/---

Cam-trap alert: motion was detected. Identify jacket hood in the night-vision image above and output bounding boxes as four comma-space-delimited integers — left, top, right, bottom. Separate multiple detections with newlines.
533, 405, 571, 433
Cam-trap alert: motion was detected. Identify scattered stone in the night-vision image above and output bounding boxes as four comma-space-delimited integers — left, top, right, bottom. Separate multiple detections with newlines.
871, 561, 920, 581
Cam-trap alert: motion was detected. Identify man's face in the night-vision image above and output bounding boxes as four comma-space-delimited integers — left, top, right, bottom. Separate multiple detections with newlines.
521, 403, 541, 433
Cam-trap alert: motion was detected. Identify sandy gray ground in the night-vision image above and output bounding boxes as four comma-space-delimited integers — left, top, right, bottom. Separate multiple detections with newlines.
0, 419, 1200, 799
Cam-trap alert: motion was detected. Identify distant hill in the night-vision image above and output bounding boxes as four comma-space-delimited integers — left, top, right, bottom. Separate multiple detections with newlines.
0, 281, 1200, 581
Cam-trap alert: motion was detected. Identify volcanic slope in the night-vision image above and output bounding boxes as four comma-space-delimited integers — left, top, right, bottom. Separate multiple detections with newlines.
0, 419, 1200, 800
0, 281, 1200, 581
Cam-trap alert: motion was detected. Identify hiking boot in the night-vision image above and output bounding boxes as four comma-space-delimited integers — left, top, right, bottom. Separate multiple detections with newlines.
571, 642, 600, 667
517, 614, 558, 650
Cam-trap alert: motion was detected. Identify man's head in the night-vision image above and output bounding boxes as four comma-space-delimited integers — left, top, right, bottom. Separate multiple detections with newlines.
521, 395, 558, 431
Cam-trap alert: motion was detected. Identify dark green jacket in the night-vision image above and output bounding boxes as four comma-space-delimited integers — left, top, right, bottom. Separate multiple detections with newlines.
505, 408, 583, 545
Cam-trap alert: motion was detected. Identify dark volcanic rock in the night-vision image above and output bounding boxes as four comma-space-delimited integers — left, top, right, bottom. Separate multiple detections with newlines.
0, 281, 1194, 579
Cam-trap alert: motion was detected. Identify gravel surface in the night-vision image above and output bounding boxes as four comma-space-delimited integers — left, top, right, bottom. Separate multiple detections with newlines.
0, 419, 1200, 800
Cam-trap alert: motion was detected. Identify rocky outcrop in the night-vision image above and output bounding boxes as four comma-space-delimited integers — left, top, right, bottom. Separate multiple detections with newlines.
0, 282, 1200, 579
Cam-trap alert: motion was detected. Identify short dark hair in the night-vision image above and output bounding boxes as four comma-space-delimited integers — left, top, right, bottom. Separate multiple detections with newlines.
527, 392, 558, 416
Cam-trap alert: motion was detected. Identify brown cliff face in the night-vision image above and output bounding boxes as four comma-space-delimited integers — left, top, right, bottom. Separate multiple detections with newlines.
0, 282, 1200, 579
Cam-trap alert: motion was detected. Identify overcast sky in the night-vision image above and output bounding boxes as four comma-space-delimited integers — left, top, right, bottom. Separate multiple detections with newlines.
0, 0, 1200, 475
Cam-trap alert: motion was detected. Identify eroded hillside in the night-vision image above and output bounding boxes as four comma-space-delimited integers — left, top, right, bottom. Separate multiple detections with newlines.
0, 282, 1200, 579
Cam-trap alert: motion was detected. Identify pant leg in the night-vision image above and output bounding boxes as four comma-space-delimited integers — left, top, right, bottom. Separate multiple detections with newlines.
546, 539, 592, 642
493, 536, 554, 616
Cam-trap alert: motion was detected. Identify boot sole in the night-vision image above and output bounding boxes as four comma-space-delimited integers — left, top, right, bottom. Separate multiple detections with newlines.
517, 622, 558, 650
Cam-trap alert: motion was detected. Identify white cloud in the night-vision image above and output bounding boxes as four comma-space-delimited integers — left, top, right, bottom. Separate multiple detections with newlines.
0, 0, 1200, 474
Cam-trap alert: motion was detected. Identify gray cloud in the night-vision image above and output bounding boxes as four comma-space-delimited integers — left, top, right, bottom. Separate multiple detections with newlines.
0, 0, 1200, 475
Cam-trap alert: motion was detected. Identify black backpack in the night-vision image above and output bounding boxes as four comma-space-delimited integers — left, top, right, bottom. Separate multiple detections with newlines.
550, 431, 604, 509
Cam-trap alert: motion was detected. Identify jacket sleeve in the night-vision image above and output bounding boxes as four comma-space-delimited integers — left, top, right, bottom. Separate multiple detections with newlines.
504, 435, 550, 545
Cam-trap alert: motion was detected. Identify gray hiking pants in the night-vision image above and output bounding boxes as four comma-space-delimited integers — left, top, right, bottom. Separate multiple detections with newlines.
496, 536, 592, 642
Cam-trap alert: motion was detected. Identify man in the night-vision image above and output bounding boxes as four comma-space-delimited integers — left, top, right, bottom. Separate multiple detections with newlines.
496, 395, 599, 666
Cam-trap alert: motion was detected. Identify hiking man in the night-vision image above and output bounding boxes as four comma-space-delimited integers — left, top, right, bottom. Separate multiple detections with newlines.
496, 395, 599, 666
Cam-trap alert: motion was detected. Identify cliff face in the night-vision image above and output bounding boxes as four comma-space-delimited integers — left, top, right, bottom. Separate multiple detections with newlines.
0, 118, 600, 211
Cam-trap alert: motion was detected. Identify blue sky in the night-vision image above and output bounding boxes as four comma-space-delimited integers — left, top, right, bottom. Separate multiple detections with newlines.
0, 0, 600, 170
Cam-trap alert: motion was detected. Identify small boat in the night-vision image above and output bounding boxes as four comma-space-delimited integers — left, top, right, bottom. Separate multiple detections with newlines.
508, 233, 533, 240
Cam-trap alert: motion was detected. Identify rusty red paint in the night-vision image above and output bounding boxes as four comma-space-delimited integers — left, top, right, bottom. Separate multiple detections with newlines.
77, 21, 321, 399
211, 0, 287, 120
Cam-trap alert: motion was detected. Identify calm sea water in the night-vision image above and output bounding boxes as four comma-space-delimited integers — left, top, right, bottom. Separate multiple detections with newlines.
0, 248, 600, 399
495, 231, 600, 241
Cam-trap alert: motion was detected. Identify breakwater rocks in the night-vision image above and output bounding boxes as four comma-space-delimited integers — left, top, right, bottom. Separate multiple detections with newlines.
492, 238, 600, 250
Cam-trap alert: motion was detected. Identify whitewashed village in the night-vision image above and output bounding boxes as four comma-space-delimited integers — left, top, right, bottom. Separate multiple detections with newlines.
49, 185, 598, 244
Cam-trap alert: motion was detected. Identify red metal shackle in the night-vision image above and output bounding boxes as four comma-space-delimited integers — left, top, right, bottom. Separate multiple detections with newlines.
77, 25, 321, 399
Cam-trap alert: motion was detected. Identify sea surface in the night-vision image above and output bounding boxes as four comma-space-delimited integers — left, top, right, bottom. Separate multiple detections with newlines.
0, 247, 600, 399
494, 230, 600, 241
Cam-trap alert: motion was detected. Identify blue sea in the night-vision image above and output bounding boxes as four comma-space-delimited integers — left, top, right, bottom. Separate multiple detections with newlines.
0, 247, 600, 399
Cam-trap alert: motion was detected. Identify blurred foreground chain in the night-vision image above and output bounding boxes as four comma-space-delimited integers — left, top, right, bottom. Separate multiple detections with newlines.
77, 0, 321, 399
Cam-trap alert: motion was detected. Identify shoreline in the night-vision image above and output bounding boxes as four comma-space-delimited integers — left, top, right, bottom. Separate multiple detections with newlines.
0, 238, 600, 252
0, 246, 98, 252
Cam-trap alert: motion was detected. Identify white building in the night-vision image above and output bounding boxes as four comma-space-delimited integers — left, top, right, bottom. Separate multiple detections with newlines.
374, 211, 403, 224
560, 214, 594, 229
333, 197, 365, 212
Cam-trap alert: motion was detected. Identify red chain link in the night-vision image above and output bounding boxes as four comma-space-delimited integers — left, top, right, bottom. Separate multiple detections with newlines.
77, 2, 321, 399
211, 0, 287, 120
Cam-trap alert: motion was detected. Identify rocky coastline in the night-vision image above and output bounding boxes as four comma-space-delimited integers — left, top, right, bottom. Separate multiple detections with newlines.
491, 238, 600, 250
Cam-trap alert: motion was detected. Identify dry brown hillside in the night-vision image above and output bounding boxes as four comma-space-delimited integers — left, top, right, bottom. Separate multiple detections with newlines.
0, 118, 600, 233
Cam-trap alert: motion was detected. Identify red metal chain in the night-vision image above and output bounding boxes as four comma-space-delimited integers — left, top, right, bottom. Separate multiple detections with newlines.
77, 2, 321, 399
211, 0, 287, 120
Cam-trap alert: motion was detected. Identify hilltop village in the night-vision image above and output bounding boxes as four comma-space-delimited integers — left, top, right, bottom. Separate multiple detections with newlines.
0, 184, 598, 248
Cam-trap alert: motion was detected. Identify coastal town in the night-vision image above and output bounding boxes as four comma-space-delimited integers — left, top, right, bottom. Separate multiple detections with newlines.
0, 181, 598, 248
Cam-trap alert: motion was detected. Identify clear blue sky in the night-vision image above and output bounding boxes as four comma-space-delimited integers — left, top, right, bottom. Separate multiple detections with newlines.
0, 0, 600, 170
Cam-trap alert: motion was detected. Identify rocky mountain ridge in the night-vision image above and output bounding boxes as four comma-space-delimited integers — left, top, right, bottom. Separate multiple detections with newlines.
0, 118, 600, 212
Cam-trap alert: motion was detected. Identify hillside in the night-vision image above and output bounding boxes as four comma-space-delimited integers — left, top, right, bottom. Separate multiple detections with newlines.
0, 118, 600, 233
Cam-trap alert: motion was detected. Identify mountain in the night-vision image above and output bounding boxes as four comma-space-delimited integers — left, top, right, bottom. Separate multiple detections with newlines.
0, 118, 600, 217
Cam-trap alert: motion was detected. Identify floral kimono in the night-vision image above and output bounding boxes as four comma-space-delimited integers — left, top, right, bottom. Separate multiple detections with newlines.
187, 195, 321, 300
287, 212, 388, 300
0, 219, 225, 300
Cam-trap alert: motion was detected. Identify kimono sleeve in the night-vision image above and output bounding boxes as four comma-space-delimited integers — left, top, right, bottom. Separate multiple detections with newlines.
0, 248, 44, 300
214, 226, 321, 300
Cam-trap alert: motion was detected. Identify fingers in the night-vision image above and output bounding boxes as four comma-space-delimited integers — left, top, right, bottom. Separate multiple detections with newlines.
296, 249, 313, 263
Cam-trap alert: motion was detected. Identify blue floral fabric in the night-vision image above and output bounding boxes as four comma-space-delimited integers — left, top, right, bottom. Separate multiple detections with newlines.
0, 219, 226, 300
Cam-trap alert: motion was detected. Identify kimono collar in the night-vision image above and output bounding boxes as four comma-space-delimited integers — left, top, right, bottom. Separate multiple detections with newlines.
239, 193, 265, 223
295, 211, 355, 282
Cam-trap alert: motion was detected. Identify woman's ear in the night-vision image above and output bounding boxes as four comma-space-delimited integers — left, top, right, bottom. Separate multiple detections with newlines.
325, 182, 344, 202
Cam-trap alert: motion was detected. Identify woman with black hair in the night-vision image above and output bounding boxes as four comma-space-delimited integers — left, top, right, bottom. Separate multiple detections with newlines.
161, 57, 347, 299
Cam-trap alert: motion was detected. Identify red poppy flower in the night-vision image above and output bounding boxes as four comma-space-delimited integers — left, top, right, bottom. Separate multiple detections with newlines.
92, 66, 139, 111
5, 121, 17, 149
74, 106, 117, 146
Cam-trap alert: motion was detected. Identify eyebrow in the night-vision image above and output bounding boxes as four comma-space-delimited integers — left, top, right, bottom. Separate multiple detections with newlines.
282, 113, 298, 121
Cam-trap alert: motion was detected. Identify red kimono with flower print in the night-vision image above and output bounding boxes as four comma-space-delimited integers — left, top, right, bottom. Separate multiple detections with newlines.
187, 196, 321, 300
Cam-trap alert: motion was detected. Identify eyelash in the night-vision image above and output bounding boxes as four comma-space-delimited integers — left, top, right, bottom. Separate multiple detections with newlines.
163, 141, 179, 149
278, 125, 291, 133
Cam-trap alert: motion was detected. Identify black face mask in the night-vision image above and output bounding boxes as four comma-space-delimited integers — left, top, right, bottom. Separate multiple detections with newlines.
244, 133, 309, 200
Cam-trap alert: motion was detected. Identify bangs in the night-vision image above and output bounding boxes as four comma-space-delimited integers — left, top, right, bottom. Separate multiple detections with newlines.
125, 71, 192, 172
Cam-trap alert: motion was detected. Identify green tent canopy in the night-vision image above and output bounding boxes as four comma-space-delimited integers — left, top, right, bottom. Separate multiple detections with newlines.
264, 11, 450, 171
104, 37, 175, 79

\---

_Written exercise_: Can you render the items as a two-column CSV with the columns item_text and answer, starting with the line that contains "Cam-trap alert: motion was detected. Identify scattered" and going on through the line that contains "871, 561, 920, 581", one row per item, with each field quoted and line breaks turned into spaces?

_Answer to the exercise_:
item_text,answer
"Cam-trap alert: motion was detected. Identify scattered stone in the night-vision image above and output bounding boxes as four comma-space-delimited integers — left, top, right, bottom. Separate multiple detections with newlines.","871, 561, 920, 581"